__Text shown__.
□ □ □

Despite her troubled personal life, Kobayashi's business began to flourish when she began a joint venture with her sister's family, where she was hired as a saleswoman. She would travel around the various prefectures, looking for onsen-centered businesses to promote the company's services. As a result, in 1954, she found herself in Shiobara, where her most infamous crime would take place.

Soon after her arrival in Shiobara, Kobayashi began familiarizing herself with the locals, and in the spring of 1956, she bought a small store in front of the Hotel Myogaya. Soon after, she began buying other stores and land in the area, eventually planning to build an onsen and work as a hostess. However, a majority of the townsfolk were unwilling to sell their properties, especially to a newcomer.

In the fall of 1958, Kobayashi learned about the Hotel Nihonkaku, a small inn which was about to be closed due to poor management. The proprietor, 53-year-old Kamasuke Ikukata, desperately in need of funds to keep the inn open, he offered Kobayashi to pay a 500,000 yen loan to his wife, Ume (49). However, when the two women met, Kau attempted to heckle the price down to 300,000 yen, which was rejected by Mrs. Ikukata. Angered by her refusal, in mid-January 1960, Kobayashi enlisted the help of 36-year-old Mitsuyoshi Onuki, offering him 20,000 yen and sexual services if she killed Ume Ikukata.

□ □ □

__Data under study__.
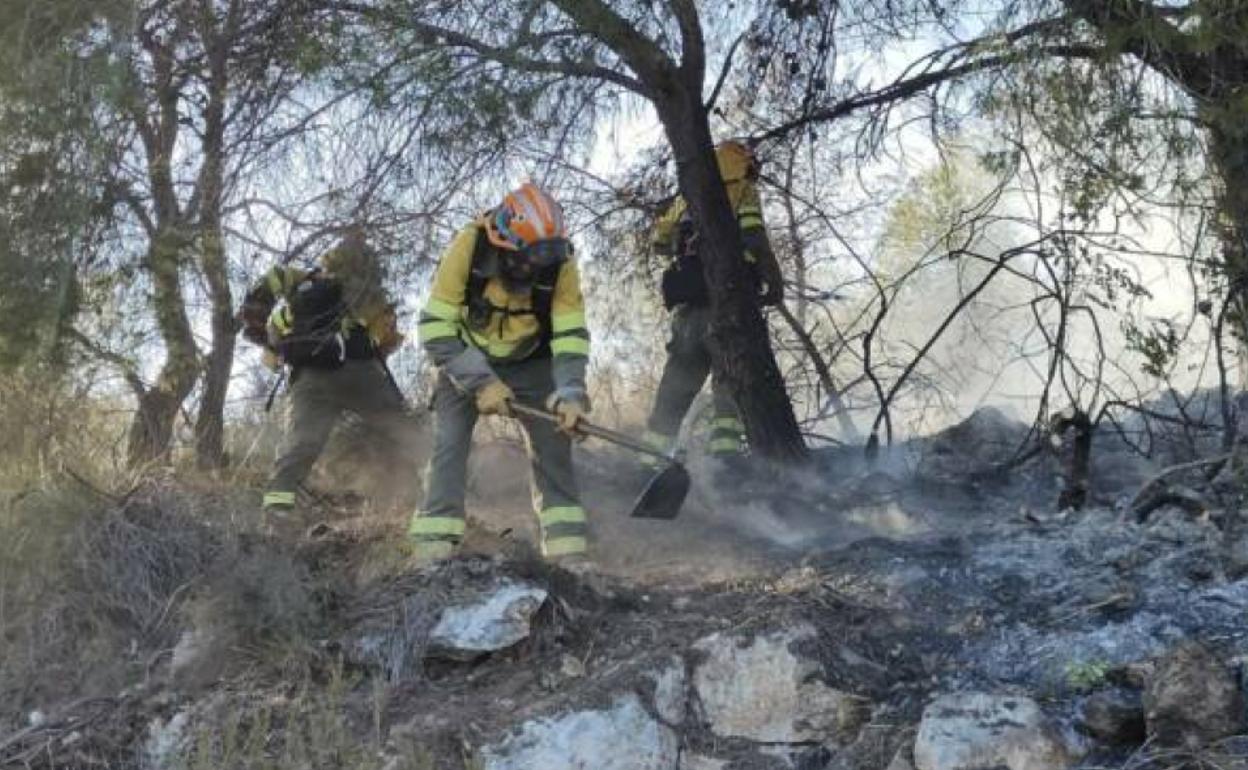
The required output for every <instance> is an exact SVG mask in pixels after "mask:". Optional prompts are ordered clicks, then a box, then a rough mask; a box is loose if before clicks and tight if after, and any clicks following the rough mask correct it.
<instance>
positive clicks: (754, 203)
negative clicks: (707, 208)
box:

□ □ □

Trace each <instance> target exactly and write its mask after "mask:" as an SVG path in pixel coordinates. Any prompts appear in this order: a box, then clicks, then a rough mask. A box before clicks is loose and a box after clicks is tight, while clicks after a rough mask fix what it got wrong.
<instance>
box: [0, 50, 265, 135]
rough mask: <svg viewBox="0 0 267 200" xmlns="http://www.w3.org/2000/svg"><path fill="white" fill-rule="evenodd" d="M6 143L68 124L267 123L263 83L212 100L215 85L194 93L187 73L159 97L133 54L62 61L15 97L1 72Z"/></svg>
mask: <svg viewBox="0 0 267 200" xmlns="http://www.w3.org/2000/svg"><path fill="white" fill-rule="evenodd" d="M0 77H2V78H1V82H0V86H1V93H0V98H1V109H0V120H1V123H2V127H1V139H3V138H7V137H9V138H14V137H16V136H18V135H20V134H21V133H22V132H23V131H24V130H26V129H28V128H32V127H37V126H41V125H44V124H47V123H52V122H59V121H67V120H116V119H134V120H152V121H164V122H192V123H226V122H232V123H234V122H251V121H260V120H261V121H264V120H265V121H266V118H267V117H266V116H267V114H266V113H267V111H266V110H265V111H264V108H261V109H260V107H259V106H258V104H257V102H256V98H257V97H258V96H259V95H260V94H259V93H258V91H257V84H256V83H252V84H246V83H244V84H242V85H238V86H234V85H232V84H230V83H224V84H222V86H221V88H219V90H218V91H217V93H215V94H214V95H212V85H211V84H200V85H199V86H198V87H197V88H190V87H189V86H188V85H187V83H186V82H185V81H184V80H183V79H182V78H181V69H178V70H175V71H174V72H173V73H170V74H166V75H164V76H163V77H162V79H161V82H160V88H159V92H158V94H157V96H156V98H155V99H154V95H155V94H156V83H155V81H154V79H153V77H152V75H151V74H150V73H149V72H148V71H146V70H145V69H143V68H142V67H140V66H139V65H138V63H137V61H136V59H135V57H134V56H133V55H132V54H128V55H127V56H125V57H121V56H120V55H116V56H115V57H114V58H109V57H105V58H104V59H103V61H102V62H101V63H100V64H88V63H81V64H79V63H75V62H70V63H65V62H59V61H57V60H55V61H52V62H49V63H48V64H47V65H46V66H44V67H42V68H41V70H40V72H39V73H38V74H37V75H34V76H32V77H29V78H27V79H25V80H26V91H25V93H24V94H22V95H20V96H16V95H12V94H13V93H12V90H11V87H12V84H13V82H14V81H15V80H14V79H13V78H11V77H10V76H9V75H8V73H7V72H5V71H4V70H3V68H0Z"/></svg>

□ □ □

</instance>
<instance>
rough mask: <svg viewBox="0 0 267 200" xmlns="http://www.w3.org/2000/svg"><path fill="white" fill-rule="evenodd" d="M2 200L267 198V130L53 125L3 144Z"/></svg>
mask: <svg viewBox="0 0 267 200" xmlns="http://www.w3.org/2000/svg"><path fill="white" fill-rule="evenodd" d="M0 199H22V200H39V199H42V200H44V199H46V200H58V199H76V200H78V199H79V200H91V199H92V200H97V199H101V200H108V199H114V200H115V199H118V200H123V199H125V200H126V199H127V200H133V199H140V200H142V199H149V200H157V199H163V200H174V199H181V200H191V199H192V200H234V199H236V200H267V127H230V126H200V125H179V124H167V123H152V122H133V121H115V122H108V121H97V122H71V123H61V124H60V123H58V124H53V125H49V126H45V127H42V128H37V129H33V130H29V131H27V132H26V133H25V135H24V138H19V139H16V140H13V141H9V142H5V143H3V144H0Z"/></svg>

□ □ □

__Exercise 1__.
According to the account of Kobayashi in Shiobara, in what season and year did she buy a small store in front of the Hotel Myogaya?
__Exercise 2__.
For each statement, state whether it agrees with the account of Kobayashi in Shiobara. Answer yes or no, and quote the words of the account that decide it. (a) Kobayashi was hired as a saleswoman in a joint venture with her sister's family. (b) Most of the townsfolk readily sold their properties to Kobayashi. (c) Ume Ikukata accepted the price of 300,000 yen.
__Exercise 3__.
Resume the account of Kobayashi in Shiobara after its final sentence.
The records aren't needed for anything that follows.

__Task answer 1__.
The spring of 1956.

__Task answer 2__.
(a) Yes: "she began a joint venture with her sister's family, where she was hired as a saleswoman"
(b) No: "a majority of the townsfolk were unwilling to sell their properties, especially to a newcomer"
(c) No: "Kau attempted to heckle the price down to 300,000 yen, which was rejected by Mrs. Ikukata"

__Task answer 3__.
Reluctantly agreeing, on the night of February 8, 1960, Onuki strangled Mrs. Ikukata with a linen string while she was sleeping. He later moved the body to the boiler room, where he dug up the floor and hid the body there, pouring concrete over it so it couldn't be located. After her disappearance, rumors starting floating around the area that she had been killed.

Later in November, Kobayashi approached Onuki again, asking him to kill Kamasuke as well, but with poison this time. In mid-December, Onuki poured hydrochloric acid into Ikukata's meal and sake, but the strong taste put him off from finishing his meal. After their initial failure, on New Year's Eve, while the trio were watching TV, Kobayashi went to prepare dinner. When she was done, she snuck up behind Ikukata and started strangling him, after which Onuki joined in to help her by fatally stabbing him in the neck. The pair hid the body, and when customers came around to ask what had happened to Mr. Ikukata, they replied by saying that "he had gone to Tokyo for some money."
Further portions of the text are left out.